- **STATED GOAL**
Could you transcribe the material below exactly, without leaving out a single line?

(A run of records)
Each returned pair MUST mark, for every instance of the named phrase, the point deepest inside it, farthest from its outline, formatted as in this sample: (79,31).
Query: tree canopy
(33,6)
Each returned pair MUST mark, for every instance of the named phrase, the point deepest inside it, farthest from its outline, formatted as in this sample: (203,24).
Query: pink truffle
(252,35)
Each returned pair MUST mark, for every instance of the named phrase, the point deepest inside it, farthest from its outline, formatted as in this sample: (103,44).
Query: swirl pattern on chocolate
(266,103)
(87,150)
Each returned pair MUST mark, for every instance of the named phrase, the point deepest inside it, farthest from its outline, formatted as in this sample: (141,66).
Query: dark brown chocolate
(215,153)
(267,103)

- **WRITTEN REPLY**
Each returned pair MUST mark, for every instance of the named phrase, the point deepest inside it, farthest from its outline, formatted as in this sample: (79,31).
Query: tree canopy
(33,6)
Each returned pair MUST mark, for every instance of the named phrase, the point deepest inside it, farthest from its outline, formatted as in this sample: (203,24).
Query: pink truffle
(252,35)
Each returned pair MUST mark, for every instance of the named phrase, the point deepest inside it, farthest from its outline, formatted as in this sample: (103,44).
Query: swirl pattern on chocolate
(266,103)
(87,150)
Each returned pair MUST mark, for every instance of the named phrase, the point deepest inside it, farthest from its outline, formatted as in this sample: (141,66).
Query: dark brown chocolate
(215,153)
(267,103)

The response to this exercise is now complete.